╭─ GIVEN RECORDS

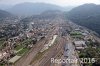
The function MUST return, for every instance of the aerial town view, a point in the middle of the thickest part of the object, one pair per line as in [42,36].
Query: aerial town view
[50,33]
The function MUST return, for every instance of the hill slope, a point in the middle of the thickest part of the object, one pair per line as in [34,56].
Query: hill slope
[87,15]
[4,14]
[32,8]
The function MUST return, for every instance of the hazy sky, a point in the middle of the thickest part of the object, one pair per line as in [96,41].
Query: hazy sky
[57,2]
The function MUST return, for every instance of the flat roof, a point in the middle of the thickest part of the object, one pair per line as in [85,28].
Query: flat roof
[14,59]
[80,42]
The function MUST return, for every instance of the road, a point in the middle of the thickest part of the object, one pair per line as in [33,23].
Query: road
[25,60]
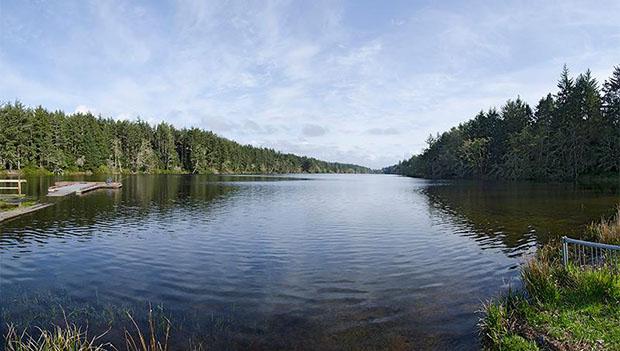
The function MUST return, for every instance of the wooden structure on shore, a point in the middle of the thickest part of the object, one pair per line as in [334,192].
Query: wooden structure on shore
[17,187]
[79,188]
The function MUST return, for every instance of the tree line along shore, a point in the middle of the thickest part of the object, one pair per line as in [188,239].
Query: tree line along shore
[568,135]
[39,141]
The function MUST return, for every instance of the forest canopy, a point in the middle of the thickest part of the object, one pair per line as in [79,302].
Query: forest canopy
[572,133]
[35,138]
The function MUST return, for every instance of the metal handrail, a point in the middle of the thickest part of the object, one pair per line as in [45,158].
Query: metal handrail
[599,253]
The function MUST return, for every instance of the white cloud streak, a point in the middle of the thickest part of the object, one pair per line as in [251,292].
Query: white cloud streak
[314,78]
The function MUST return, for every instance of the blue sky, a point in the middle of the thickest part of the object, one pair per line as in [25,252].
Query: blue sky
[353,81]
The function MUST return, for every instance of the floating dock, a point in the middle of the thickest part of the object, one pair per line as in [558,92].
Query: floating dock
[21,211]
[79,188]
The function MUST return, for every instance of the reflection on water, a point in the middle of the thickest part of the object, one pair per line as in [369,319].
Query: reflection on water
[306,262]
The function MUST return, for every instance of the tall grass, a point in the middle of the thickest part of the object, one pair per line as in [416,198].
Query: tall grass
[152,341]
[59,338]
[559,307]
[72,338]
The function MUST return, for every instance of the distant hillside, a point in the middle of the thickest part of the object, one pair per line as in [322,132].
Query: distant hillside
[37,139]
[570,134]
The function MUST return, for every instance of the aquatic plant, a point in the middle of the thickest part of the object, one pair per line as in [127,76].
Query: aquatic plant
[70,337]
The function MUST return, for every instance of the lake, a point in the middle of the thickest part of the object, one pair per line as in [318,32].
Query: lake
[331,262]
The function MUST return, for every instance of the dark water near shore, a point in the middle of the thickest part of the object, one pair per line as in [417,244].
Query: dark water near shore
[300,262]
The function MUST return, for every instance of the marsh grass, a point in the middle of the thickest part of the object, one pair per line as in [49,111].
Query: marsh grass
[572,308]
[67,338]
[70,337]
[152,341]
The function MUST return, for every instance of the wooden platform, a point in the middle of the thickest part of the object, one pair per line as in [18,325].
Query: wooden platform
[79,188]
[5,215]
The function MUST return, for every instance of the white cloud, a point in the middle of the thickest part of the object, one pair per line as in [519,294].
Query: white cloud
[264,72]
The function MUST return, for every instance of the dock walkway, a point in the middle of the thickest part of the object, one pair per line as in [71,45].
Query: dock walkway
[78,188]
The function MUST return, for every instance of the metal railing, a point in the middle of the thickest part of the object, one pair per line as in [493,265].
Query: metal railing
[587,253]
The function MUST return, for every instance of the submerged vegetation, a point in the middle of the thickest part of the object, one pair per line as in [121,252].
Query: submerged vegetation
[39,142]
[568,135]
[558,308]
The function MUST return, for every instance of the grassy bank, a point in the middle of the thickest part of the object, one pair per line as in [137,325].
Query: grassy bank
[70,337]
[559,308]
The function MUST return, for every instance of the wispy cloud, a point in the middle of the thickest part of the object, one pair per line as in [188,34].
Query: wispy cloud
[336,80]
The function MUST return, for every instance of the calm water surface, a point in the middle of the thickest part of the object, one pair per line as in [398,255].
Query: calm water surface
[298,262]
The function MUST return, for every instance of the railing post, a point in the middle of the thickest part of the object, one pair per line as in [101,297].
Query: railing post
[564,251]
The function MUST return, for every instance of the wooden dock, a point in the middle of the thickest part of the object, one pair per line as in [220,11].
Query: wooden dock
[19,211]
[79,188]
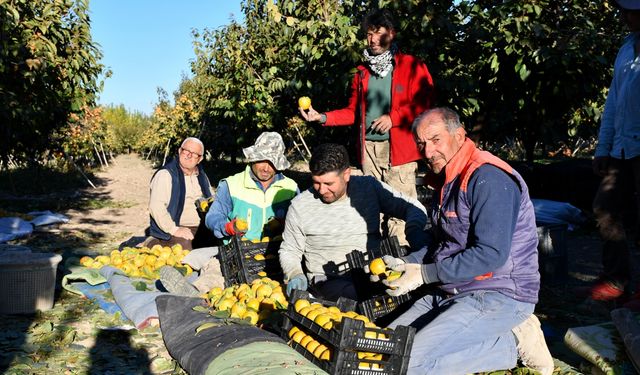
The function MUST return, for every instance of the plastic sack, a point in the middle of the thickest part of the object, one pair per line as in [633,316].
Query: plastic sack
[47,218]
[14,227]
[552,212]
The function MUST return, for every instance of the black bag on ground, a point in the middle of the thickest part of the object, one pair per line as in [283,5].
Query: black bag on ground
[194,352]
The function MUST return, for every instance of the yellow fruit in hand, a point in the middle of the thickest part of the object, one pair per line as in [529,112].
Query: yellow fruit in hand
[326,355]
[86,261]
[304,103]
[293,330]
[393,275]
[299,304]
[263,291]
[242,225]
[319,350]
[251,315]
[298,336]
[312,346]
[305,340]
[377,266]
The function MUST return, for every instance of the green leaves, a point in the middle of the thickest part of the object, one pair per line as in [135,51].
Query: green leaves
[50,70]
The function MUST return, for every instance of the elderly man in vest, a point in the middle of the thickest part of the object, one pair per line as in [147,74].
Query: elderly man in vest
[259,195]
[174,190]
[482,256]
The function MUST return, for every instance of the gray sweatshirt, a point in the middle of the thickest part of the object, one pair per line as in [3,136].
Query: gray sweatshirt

╰─

OBJECTIVE - Each line of the data is to be duplicated exactly; pictures stay out of the copy.

RESPONSE BELOW -
The function MUST return, for every instance of the aerial town view, a point in the middle of the thickest part of the object, one pair per line as in [42,36].
Query: aerial town view
[50,33]
The function MUST return, for every instance of the hill slope, a point in the middle of the thickest part of the object, one pair per line as in [34,56].
Query: hill slope
[87,15]
[4,14]
[32,8]
The function MUST return, for every instance of the hazy sky, a point in the middle of the thickest part of the object, one pair per line as in [96,41].
Query: hazy sky
[57,2]
The function MUST return, for every instance of the flat roof, a point in the middle of the thickest part of the object, one pair per line as in [85,28].
Query: flat roof
[14,59]
[80,42]
The function MUST return, for every instance of the road, a point in the middle of the thickest part of the object, one pair per line as in [33,23].
Query: road
[25,60]
The function MUST return, for every instance of the wooden structure on shore, a point in the middle of the thickest part of the object, one pair per line as in [334,192].
Query: wooden structure on shore
[17,187]
[79,188]
The function MUST return, for every instance of the tree line along shore, a point in the middle of the thickest part of the object, one pair per line as in [188,239].
Query: tree line along shore
[568,135]
[39,141]
The function MUST return, for every instance of the forest canopy, a point in the middle of the thickest part of the object, one pair per line as in [79,302].
Query: forest canopy
[572,133]
[35,138]
The function MUST return, for every instance of the metal handrail, a point in the middle of the thickest part of the object, one pair per line as in [45,158].
Query: metal handrail
[599,253]
The function MUST return, for every instance of the white cloud streak, a point in the middle of the thickest part of the object, one pair per line as in [251,292].
Query: white cloud streak
[314,78]
The function MUST return, for every instance of the blue sky, a point in the middle of the thickest part of the object, one pair per line as in [25,252].
Query: blue sky
[353,81]
The function MUST return, for every instance of the floating dock, a point in the middle of the thickest part of the object, one pair per line as in [558,92].
Query: floating dock
[21,211]
[79,188]
The function MUST return, for every instance of the reflection on water, a point in the middle of the thickest part of the object, one pair per line as in [369,319].
Query: reflection on water
[306,262]
The function MUST return, for every instance of the tall grass, a point in the middle of the thickest part of the object, one pair per line as in [416,198].
Query: tall grass
[152,341]
[59,338]
[559,307]
[72,338]
The function MUST return, for every instance of the distant hillside, a point in the middle of the thickest part of the object, one pair per line as in [322,132].
Query: distant hillside
[37,139]
[570,134]
The function MUST return, for every instance of the aquatic plant, a point in the middle of the thickest part of the object, one pair per line as in [127,76].
Query: aquatic plant
[70,337]
The function MUST return, for every instance of the lake, a point in the middle of the thickest part of the object, one pair per line as in [318,32].
Query: lake
[331,262]
The function MUST return, for every instance of the dark water near shore, a point in the middle of the thickest part of the object, one pair per line as in [417,244].
Query: dark water near shore
[300,262]
The function MUST return, for every instance of the marsh grass, a point in the middle of the thickest part of the object, one pair per line as in [49,111].
Query: marsh grass
[572,308]
[67,338]
[70,337]
[152,341]
The function MUST return, for every instance of the wooden platform, a point in the middle of the thickest part of the object, one pair per line as in [18,325].
Query: wooden platform
[79,188]
[5,215]
The function MUST return, for every instance of the white cloud, a point in the middle of the thickest part of the object, one pair per line as in [519,294].
Query: white cloud
[264,72]
The function MUST return, for every instance of the dock walkway, a point in the middle of the thickest part of the object, one pair per line as in [71,45].
Query: dock walkway
[78,188]
The function MUST return, for every instance of the metal railing, a point in the middle of the thickest part of the object, one pair per line as in [493,265].
Query: metal railing
[587,253]
The function MUST return, for every instance of the submerged vegetation, a point in the middle of the thickest part of the object, one pair per line as in [121,252].
Query: submerged vegetation
[39,142]
[568,135]
[558,308]
The function MUST return, for every instance of the grassy bank, a point in the middle of the thickest part of the object, one pair per line as in [137,325].
Query: grassy bank
[70,337]
[559,308]
The function MUST return, for every instance of the wispy cloud, a point in the middle of the thickest part of the object, one pair per line as in [188,34].
Query: wispy cloud
[336,80]
The function MUST return, for every instance of the calm water surface, a point in the middle of the thickest part of the object, one pair per line as in [398,255].
Query: calm water surface
[298,262]
The function MUST return, for every instance of the railing post, a point in the middle of the thickest part of the object, one pair per line as in [101,297].
Query: railing post
[564,251]
The function MUST return, for every instance of the wooden dock, a point in the middle of the thickest part of the object, one pair per line as in [220,11].
Query: wooden dock
[19,211]
[79,188]
The function MUST return, for every instance of the plastic sack, a point in the middle of the thickest part of the object, one pair per line as in [633,316].
Query: plastic sack
[47,218]
[14,227]
[552,212]
The function MUST return, for every instance of the black bag on ground, a point in the middle of the thickest part of the object, one pair per line as in [283,5].
Query: black bag on ground
[194,352]
The function MUST return, for every instance of the yellow fruit in hand, a point in the middle of the thickest part of the object, one pair per line as in [529,112].
Query: yellow fruit in hand
[326,355]
[86,261]
[304,103]
[293,330]
[393,275]
[299,304]
[263,291]
[242,225]
[319,350]
[251,315]
[298,336]
[312,346]
[305,340]
[377,266]
The function MUST return, for every instance of the green leaves, a point in the middle of the thickest part of the object, one pair per line as in [135,51].
Query: green leaves
[50,70]
The function MUST return, for every instance of the elderly man in vest, a point in the middle of the thickest part of the object, one pair per line as in [147,74].
Query: elderly man in vest
[259,195]
[174,190]
[482,256]
The function MUST return, for every instance of the gray sweatshirt, a point in the middle of the thickest part of the object, one pair per line as in [3,136].
Query: gray sweatshirt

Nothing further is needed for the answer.